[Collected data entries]

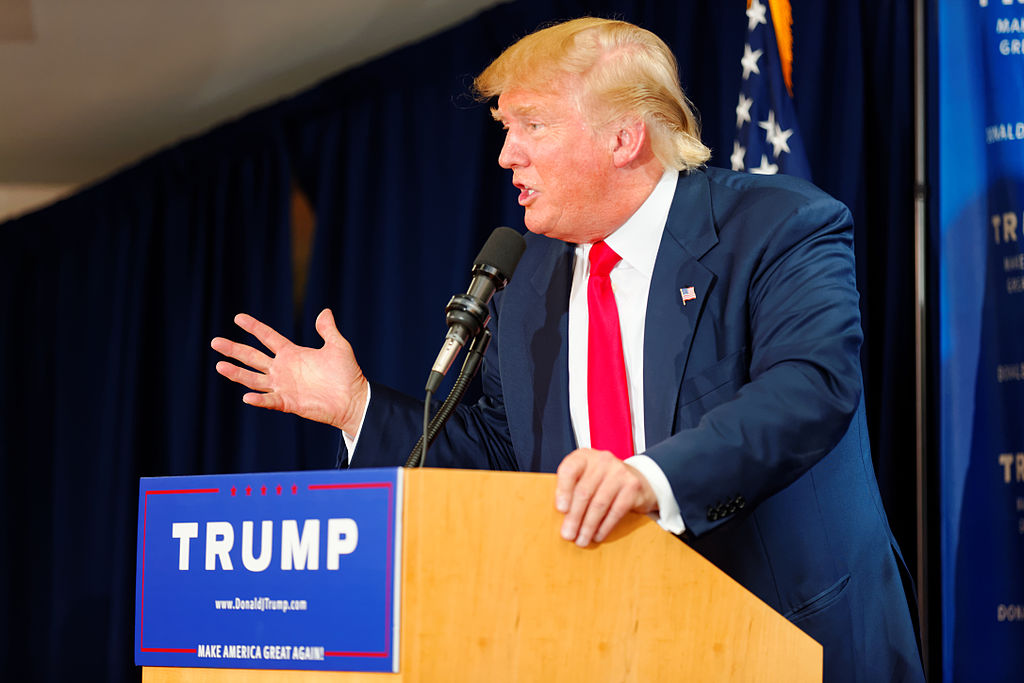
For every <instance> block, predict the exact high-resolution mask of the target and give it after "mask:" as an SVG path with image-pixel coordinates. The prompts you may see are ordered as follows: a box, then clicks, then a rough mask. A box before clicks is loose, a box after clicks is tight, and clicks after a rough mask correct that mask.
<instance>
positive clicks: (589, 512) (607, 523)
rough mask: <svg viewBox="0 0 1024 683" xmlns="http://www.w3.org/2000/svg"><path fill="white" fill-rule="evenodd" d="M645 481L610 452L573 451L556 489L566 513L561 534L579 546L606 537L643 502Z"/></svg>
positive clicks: (566, 463)
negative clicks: (624, 516)
mask: <svg viewBox="0 0 1024 683" xmlns="http://www.w3.org/2000/svg"><path fill="white" fill-rule="evenodd" d="M645 483H646V481H645V480H644V479H643V478H642V476H641V475H640V473H639V472H638V471H637V470H635V469H634V468H632V467H630V466H628V465H626V464H625V463H623V462H622V461H621V460H618V459H617V458H615V457H614V456H613V455H611V454H610V453H608V452H604V451H591V450H586V451H582V450H581V451H574V452H572V453H571V454H569V455H568V456H566V457H565V459H564V460H563V461H562V463H561V465H559V467H558V478H557V484H556V492H555V507H556V508H557V509H558V511H559V512H563V513H565V518H564V519H563V520H562V527H561V536H562V538H563V539H565V540H566V541H573V542H575V544H577V545H578V546H580V547H586V546H588V545H589V544H590V543H591V541H596V542H598V543H600V542H601V541H604V539H606V538H607V537H608V535H609V533H610V532H611V530H612V529H613V528H614V527H615V525H616V524H617V523H618V522H620V521H621V520H622V519H623V517H624V516H626V513H628V512H630V511H632V510H635V509H638V508H639V507H641V506H642V503H641V499H642V498H643V496H642V493H643V486H644V484H645Z"/></svg>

■ HOW TO COMPLETE THIS TASK ■
Within the entries above, find the string "positive" and return each line that holds it.

■ EXPECTED OUTPUT ■
positive clicks: (589, 512) (607, 523)
positive clicks: (566, 463)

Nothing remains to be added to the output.